## Dataset excerpts
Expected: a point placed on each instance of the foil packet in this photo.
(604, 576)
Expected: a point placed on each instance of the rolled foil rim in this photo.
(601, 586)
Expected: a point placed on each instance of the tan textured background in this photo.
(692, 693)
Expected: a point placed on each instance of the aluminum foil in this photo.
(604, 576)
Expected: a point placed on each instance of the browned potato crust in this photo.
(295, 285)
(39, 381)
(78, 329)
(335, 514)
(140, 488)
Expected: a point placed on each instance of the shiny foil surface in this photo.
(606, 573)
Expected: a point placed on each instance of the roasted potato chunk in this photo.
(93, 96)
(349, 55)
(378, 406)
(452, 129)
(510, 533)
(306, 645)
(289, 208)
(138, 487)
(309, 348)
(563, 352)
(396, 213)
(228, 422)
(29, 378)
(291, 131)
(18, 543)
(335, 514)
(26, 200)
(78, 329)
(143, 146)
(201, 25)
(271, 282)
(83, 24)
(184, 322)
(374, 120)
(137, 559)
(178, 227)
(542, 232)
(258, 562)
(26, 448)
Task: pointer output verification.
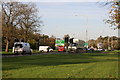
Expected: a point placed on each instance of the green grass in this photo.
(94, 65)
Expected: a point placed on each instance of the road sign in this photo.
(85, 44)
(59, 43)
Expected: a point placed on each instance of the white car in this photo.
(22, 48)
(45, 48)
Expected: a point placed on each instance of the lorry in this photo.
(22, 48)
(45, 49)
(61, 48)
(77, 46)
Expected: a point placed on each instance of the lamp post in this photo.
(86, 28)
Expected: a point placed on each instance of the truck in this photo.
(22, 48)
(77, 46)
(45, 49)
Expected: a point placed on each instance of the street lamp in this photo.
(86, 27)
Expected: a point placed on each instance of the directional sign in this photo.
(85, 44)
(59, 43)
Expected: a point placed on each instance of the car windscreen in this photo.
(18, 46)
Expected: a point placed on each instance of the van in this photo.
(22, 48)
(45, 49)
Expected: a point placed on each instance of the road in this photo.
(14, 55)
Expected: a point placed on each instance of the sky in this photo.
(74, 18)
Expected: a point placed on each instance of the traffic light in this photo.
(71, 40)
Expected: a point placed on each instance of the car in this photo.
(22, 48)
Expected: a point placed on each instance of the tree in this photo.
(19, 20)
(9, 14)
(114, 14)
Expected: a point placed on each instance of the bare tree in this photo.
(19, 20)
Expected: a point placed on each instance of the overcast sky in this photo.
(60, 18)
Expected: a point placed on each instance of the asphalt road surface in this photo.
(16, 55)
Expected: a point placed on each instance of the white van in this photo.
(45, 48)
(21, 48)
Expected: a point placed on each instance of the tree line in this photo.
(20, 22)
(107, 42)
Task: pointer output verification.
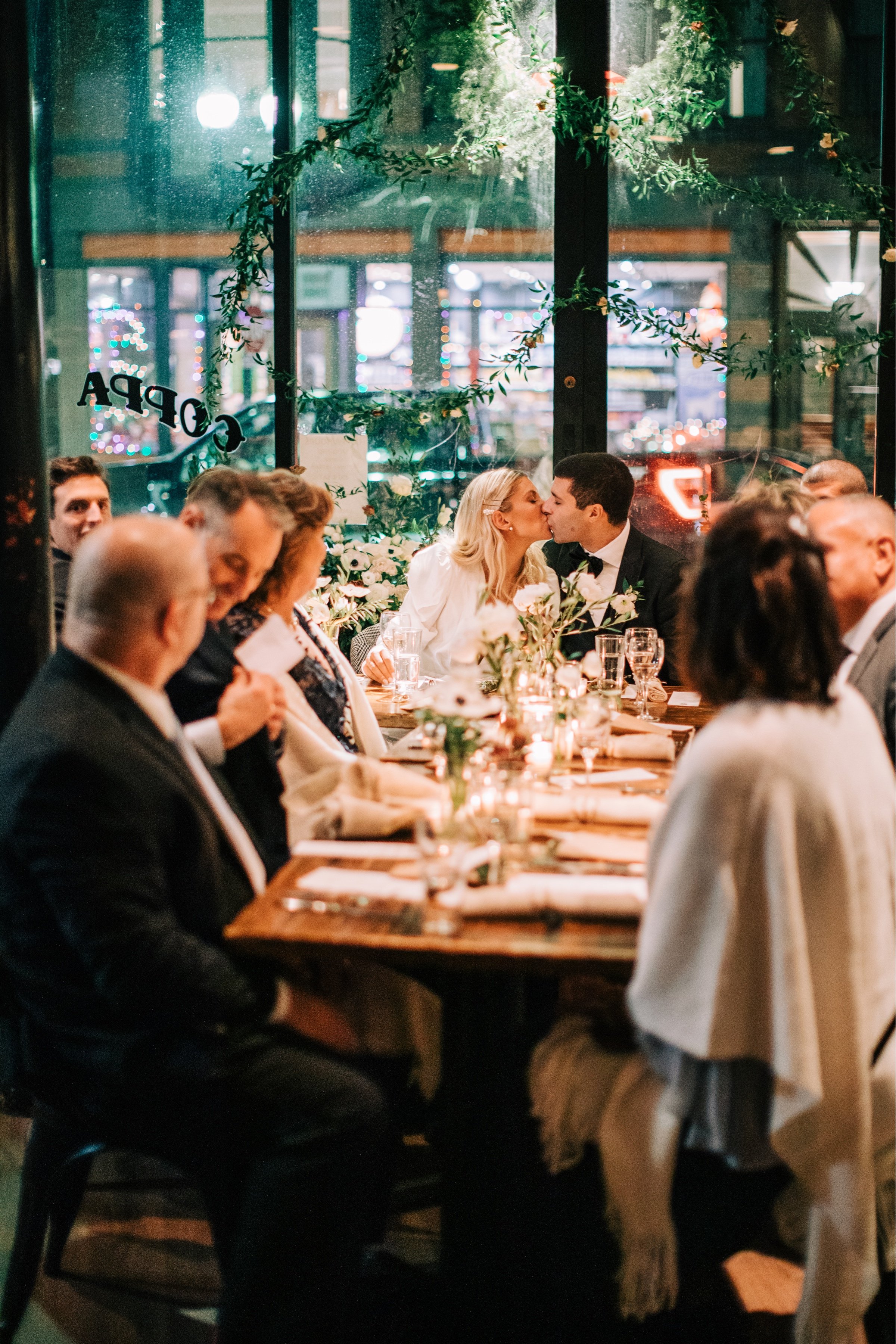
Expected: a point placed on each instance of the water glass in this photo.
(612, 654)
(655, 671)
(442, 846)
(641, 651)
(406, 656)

==

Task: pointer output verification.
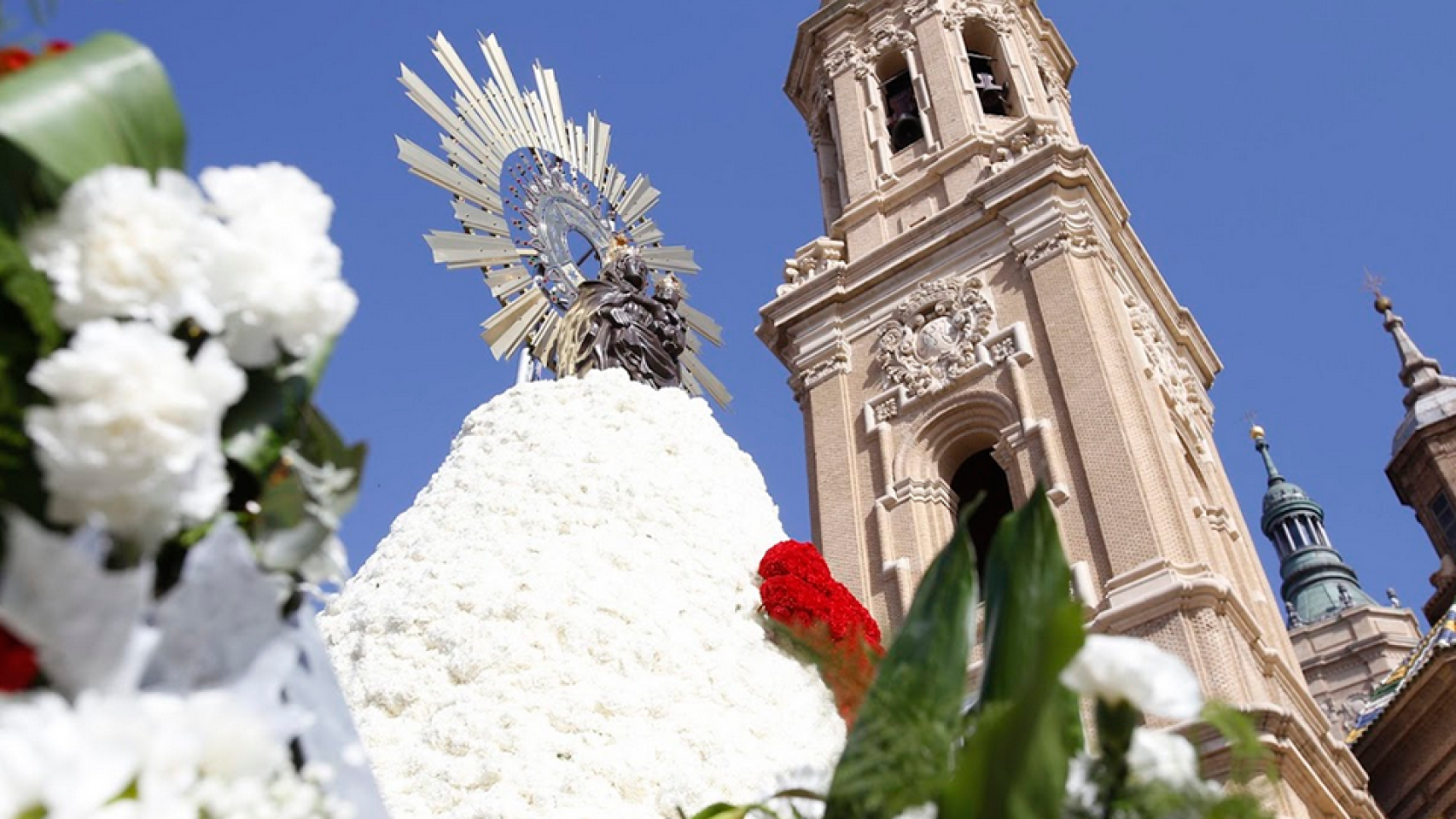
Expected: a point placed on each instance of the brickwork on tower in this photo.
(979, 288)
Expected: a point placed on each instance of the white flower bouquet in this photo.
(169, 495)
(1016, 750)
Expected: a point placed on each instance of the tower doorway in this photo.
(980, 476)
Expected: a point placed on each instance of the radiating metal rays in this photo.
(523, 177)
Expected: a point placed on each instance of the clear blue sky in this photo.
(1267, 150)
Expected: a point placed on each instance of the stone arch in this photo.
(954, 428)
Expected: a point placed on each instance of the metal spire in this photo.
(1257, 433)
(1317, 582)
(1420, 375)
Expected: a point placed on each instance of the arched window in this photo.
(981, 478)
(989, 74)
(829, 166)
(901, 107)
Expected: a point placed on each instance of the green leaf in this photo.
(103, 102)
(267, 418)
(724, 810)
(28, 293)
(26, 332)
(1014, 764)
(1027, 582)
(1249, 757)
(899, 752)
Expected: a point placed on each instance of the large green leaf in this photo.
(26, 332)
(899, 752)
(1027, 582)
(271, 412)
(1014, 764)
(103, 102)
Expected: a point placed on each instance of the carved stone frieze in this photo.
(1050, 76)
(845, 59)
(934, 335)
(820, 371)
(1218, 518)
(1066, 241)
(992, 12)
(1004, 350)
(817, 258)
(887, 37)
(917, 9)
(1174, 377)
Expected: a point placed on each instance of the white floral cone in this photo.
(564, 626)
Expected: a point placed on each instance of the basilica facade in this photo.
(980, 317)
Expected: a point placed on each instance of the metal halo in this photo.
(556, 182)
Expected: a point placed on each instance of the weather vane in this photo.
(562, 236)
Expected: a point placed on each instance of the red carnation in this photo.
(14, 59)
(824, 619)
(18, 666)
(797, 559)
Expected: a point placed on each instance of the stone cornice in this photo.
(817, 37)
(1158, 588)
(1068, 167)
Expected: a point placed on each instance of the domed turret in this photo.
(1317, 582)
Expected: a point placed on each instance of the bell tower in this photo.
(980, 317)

==

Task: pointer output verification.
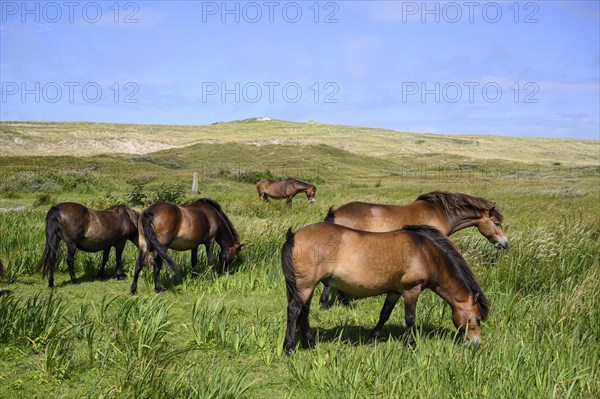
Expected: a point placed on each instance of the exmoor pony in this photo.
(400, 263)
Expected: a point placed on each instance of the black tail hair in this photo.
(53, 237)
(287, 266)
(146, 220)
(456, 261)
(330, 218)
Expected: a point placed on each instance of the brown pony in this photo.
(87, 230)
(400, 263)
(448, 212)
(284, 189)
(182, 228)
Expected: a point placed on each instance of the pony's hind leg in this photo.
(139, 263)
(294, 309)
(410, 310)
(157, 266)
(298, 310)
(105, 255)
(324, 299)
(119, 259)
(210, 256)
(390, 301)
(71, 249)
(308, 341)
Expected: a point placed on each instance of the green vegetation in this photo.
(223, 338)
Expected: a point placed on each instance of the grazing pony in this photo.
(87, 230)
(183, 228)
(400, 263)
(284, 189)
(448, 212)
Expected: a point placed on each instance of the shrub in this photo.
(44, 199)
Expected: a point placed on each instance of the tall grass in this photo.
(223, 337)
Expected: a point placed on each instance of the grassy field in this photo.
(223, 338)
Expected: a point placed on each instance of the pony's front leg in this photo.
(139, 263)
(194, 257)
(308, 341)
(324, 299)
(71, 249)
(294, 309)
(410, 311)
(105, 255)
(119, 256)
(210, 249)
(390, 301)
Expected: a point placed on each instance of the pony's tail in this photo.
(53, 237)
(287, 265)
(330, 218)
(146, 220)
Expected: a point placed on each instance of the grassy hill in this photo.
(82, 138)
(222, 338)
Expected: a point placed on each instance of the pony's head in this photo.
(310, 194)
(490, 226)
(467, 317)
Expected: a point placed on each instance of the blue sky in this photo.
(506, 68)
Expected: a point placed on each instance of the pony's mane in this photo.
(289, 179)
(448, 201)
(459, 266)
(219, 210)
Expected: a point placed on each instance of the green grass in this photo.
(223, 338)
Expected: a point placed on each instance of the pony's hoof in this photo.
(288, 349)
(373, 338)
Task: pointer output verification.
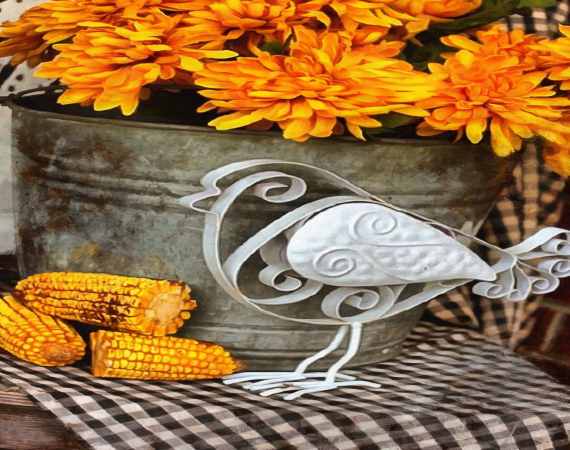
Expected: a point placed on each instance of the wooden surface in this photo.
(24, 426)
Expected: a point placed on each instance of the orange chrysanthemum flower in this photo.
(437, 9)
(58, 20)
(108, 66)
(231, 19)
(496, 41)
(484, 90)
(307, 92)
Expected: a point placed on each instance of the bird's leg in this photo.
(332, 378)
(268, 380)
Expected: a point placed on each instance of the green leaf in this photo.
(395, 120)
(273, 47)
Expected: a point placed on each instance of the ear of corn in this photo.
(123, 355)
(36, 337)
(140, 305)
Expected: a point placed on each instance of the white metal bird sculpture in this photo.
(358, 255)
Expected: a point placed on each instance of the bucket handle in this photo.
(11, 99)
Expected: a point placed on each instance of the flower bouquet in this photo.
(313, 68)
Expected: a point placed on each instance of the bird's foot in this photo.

## Task details
Collect every row above that contains the string "bouquet" and copy each one in full.

## Correct response
Expected: a point placed on each instance of the white flower bouquet in this photo.
Expected: a point placed on each instance of the flower bouquet in this photo.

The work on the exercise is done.